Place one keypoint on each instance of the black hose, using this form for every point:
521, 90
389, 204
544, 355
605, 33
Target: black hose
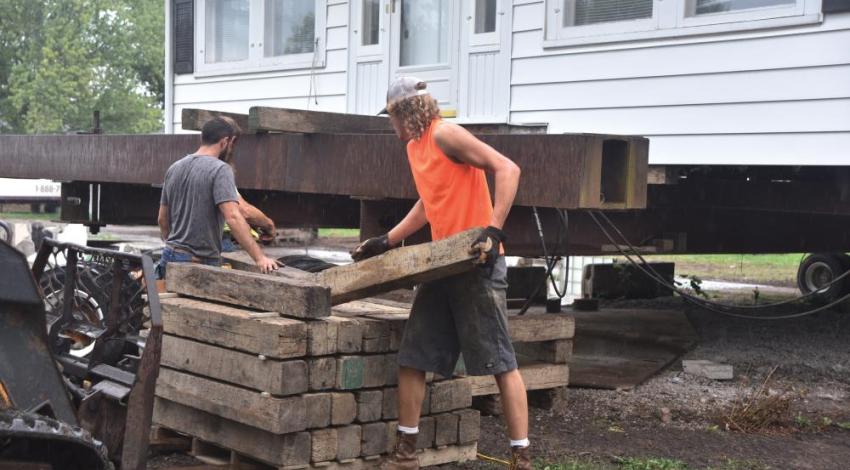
711, 306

* **Stated exercise**:
Swap "black hose" for "dark hose" everywhere it occurs in the material above, and write out all of the material again with no other changes. Leave the pictures out.

* **Solution to this task**:
Place one keypoint on each instance of the dark hose, using this form for every point:
521, 90
389, 204
544, 355
605, 33
Target: dark hose
711, 306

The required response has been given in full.